_REQUIREMENTS_
Read the blog post on self-defense below and decide whether each statement agrees with it, answering yes or no and quoting the words of the post that settle it: 1. The post recommends training that avoids moves that look good but are complicated. 2. Giles interviews his daughters about their martial arts lessons. 3. The quoted advice says attackers usually prefer strong, confident targets.

_DOCUMENT EXCERPT_
Jan 02 2009

Self-defense is your duty and a form of community service

Category: education,national security,societyharmonicminer @ 10:43 am

When you don’t defend yourself from attack (when that option is available to you), you are a co-dependent with your attacker, and bear at least some responsibility for the fate of future victims of your attacker. Doug Giles has an interesting article about giving his daughters martial arts lessons here. It’s all very interesting. The money quote:

If you decide to attack your aggressor, do so quickly and with complete conviction. Attackers are most often cowards and prefer to attack easier and more submissive targets.

In the article, Giles interviews the martial arts trainer of his daughters, and it’s all pretty good advice, not Hollywood unrealistic, just straightforward common sense, highly recommended.

I think this is something most parents should consider providing for their children. And parents should teach children to be aware of their surroundings, by sharing with their children what they are thinking when they’re out and about. Sadly, most parents have been taught to be victims by schooling and television/movies, where any sort of weapon waived around is thought to be a magic wand causing complete paralysis in the victim, and where only heroes with black belts can successfully defend themselves.

If you can possibly do so, put your kids into training in something that is not oriented to “dojo ballerinas” but is more practically oriented to getting the job done, without what Bruce Lee called “the flowers”, i.e., moves that look pretty but are complicated, hard to remember, and depend on your opponent doing what you expect in order for your counter to work.

_RAW RECORDS_

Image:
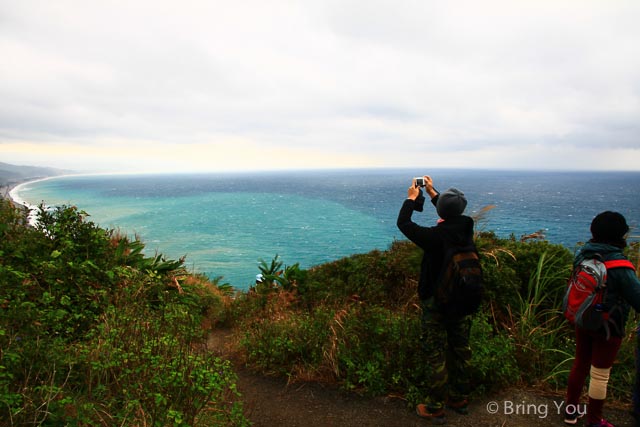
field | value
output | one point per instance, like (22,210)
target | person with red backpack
(597,350)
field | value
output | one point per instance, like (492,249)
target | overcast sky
(196,85)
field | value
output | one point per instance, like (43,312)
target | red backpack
(583,303)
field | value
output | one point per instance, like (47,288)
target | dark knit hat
(451,203)
(609,227)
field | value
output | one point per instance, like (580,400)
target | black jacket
(458,230)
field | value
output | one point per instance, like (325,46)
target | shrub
(93,332)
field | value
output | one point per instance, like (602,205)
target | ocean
(226,223)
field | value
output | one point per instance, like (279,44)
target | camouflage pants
(447,354)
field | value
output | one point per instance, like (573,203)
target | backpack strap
(619,263)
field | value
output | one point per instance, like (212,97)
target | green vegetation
(355,321)
(94,332)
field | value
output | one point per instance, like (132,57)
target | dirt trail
(271,402)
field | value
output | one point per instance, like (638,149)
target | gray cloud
(344,77)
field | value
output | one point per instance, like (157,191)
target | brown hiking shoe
(435,416)
(461,406)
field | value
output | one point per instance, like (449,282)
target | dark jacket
(458,230)
(623,286)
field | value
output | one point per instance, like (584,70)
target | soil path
(272,402)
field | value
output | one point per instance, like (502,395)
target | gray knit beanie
(451,203)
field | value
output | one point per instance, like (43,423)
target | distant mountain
(13,174)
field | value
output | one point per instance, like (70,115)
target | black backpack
(460,287)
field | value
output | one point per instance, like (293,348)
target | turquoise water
(227,234)
(226,223)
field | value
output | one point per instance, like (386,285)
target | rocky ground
(270,402)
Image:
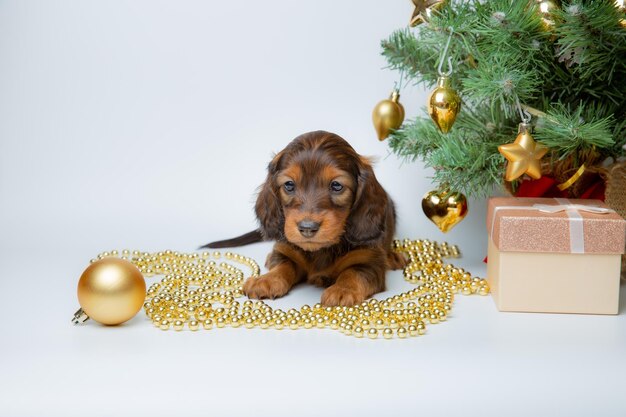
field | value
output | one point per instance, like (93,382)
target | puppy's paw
(337,295)
(270,285)
(396,261)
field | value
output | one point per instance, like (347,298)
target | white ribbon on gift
(576,229)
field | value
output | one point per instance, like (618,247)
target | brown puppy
(332,220)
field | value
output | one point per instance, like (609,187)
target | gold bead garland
(197,291)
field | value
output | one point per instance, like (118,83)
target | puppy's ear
(366,222)
(268,207)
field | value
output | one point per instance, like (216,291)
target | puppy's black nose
(308,228)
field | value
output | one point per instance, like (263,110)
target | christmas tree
(563,62)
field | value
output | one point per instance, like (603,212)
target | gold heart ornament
(444,208)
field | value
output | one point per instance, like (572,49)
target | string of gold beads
(200,291)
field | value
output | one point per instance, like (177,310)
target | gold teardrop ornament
(444,104)
(388,115)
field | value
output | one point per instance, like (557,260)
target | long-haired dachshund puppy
(332,221)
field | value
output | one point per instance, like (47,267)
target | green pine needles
(568,67)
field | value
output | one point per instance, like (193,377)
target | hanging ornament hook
(443,57)
(524,114)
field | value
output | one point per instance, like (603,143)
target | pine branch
(568,132)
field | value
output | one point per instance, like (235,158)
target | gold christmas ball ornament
(110,291)
(444,104)
(524,155)
(444,208)
(388,115)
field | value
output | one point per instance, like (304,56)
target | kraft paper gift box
(554,255)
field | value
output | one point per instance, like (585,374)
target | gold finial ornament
(444,104)
(444,208)
(423,10)
(110,291)
(388,115)
(524,155)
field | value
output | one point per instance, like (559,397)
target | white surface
(148,125)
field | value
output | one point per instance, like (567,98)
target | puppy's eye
(289,187)
(336,187)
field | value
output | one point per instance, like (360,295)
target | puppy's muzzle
(308,228)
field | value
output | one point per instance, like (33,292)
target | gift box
(554,255)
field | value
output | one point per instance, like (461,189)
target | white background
(148,125)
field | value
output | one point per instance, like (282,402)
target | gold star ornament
(423,10)
(524,155)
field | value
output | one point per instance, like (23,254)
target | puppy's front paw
(270,285)
(336,295)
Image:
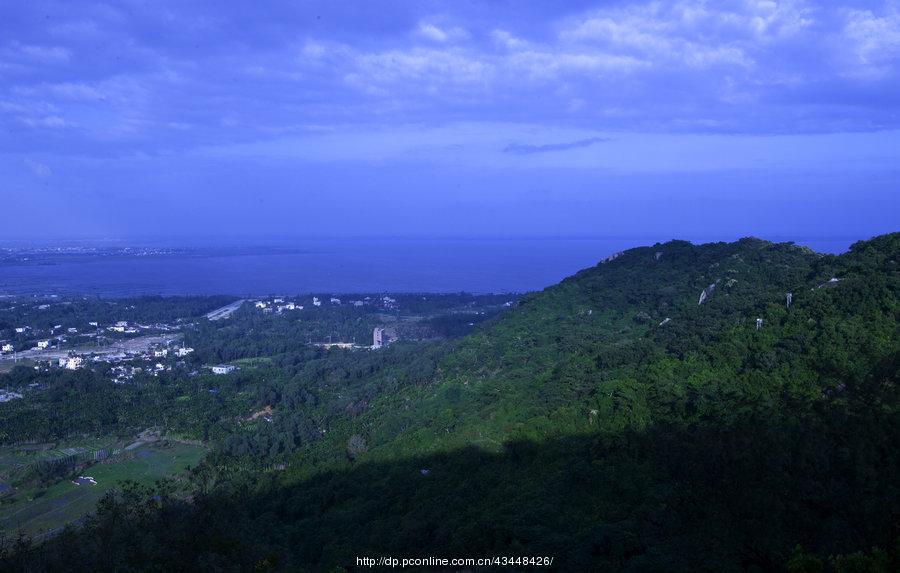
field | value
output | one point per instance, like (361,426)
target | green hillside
(612,421)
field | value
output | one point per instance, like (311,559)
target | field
(37,510)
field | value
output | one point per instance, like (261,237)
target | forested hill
(627,344)
(621,420)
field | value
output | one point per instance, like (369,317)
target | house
(6,395)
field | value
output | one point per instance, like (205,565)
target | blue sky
(244,119)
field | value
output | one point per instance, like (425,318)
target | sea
(338,266)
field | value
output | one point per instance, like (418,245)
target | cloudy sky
(463,118)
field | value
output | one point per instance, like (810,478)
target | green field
(36,510)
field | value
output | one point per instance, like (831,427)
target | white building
(71,363)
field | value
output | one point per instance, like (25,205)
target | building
(71,363)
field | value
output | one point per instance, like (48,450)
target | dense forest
(719,407)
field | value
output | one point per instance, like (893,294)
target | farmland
(37,510)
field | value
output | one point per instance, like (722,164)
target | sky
(675,119)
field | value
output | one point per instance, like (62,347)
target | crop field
(35,510)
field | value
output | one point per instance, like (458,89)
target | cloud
(437,34)
(527,149)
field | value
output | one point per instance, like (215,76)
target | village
(134,348)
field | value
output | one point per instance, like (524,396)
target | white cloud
(434,33)
(874,42)
(38,168)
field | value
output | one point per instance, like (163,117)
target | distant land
(478,265)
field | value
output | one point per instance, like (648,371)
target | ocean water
(337,266)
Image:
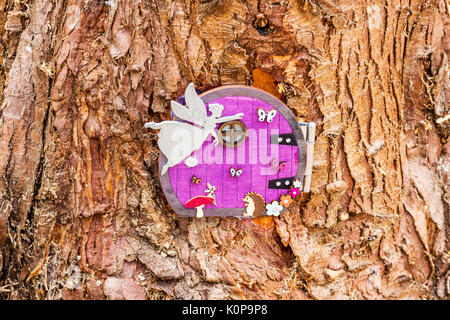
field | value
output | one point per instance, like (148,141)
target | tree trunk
(82,213)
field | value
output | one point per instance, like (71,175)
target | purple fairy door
(252,169)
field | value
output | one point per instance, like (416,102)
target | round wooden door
(256,162)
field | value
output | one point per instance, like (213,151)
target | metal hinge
(309,133)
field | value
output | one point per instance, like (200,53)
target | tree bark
(82,213)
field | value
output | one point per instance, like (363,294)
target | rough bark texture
(82,214)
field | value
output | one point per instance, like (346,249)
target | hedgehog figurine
(254,204)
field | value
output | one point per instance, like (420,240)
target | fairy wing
(184,113)
(195,103)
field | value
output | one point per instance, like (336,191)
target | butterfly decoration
(276,165)
(266,116)
(235,173)
(196,180)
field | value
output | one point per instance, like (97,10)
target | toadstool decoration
(199,202)
(264,153)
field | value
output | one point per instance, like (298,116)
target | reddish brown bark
(82,214)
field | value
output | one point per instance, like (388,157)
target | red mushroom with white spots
(199,202)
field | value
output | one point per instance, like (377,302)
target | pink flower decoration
(294,192)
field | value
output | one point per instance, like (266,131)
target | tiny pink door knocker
(233,151)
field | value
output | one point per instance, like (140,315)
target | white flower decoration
(274,208)
(297,184)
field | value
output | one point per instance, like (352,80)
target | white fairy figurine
(177,140)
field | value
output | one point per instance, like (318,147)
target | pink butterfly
(278,166)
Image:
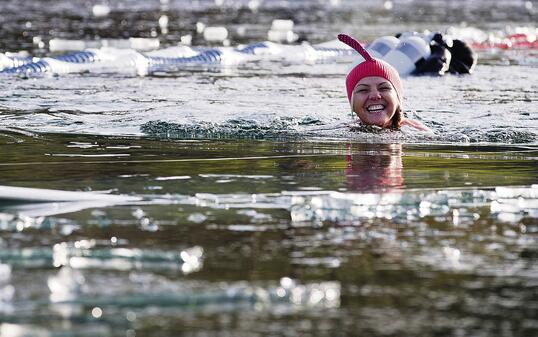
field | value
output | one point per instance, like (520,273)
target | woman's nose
(375,94)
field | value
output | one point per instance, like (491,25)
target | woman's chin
(381,119)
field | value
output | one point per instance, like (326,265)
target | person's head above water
(374,89)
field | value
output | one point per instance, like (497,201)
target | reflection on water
(254,236)
(374,168)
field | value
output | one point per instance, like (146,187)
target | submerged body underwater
(204,197)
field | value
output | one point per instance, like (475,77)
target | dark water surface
(245,204)
(243,238)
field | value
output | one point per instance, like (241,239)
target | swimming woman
(374,91)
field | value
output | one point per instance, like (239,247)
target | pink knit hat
(369,67)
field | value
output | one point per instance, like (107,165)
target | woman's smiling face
(375,101)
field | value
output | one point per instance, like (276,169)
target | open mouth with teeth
(375,108)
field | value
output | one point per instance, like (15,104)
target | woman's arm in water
(415,124)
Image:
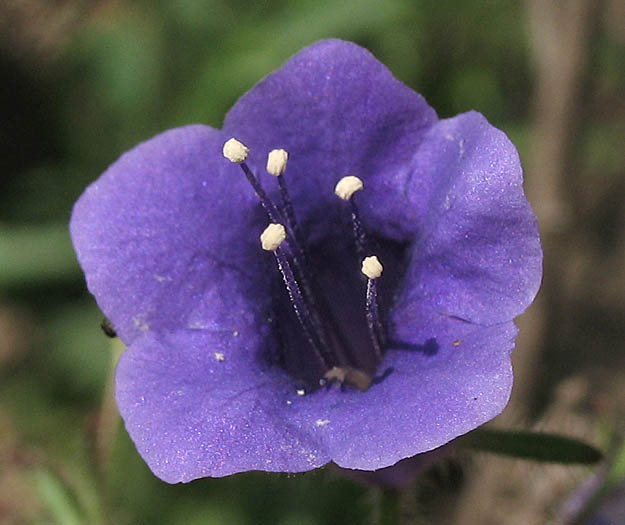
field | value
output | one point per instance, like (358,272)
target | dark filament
(320,329)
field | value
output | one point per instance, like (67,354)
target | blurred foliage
(118,72)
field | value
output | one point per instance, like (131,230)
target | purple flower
(217,360)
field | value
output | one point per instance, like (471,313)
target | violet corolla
(287,358)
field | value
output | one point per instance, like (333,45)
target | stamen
(347,186)
(235,151)
(276,166)
(276,162)
(272,237)
(271,240)
(372,268)
(345,190)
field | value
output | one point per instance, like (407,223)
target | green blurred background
(83,81)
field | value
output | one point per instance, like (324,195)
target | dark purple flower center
(330,318)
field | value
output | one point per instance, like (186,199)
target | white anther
(272,237)
(235,151)
(276,162)
(372,267)
(347,186)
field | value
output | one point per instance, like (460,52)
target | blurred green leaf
(32,254)
(57,499)
(536,446)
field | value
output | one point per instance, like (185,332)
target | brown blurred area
(65,119)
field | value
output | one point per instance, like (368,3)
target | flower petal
(200,404)
(336,110)
(430,398)
(159,235)
(477,255)
(203,403)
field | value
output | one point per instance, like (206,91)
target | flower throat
(319,327)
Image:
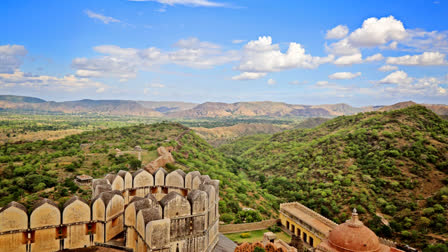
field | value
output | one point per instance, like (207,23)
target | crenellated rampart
(153,212)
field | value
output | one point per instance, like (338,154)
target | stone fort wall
(156,212)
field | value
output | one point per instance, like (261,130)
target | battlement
(156,212)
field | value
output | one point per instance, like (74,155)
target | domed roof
(354,236)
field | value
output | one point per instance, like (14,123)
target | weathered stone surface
(76,215)
(174,205)
(183,220)
(45,216)
(158,233)
(159,177)
(176,179)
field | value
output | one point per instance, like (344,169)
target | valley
(391,164)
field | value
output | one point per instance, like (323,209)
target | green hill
(25,99)
(47,168)
(392,164)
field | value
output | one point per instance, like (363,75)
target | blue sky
(301,52)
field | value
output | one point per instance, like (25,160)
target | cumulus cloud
(263,56)
(342,47)
(421,40)
(68,83)
(101,17)
(156,85)
(387,68)
(238,41)
(249,76)
(337,32)
(322,83)
(375,57)
(124,63)
(11,57)
(296,82)
(402,84)
(397,77)
(375,32)
(424,59)
(195,3)
(344,75)
(349,60)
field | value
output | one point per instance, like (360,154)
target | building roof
(150,214)
(353,236)
(122,173)
(14,204)
(73,199)
(308,216)
(97,182)
(224,244)
(42,202)
(182,173)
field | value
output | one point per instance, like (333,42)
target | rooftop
(310,217)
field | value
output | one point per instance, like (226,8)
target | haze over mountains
(191,110)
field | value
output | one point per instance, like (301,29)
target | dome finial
(354,221)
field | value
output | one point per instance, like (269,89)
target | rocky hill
(219,135)
(47,168)
(185,110)
(439,109)
(267,108)
(391,165)
(100,107)
(18,99)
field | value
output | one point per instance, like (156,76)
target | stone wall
(234,228)
(159,212)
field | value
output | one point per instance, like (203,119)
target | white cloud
(238,41)
(349,60)
(375,32)
(344,75)
(156,85)
(196,3)
(248,76)
(403,85)
(335,87)
(11,57)
(124,63)
(342,47)
(421,41)
(296,82)
(397,77)
(337,32)
(68,83)
(322,83)
(263,56)
(101,17)
(424,59)
(387,68)
(376,57)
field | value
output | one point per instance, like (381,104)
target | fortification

_EXERCISE RESPONSE_
1. Yes: "moves that look pretty but are complicated, hard to remember"
2. No: "Giles interviews the martial arts trainer of his daughters"
3. No: "Attackers are most often cowards and prefer to attack easier and more submissive targets."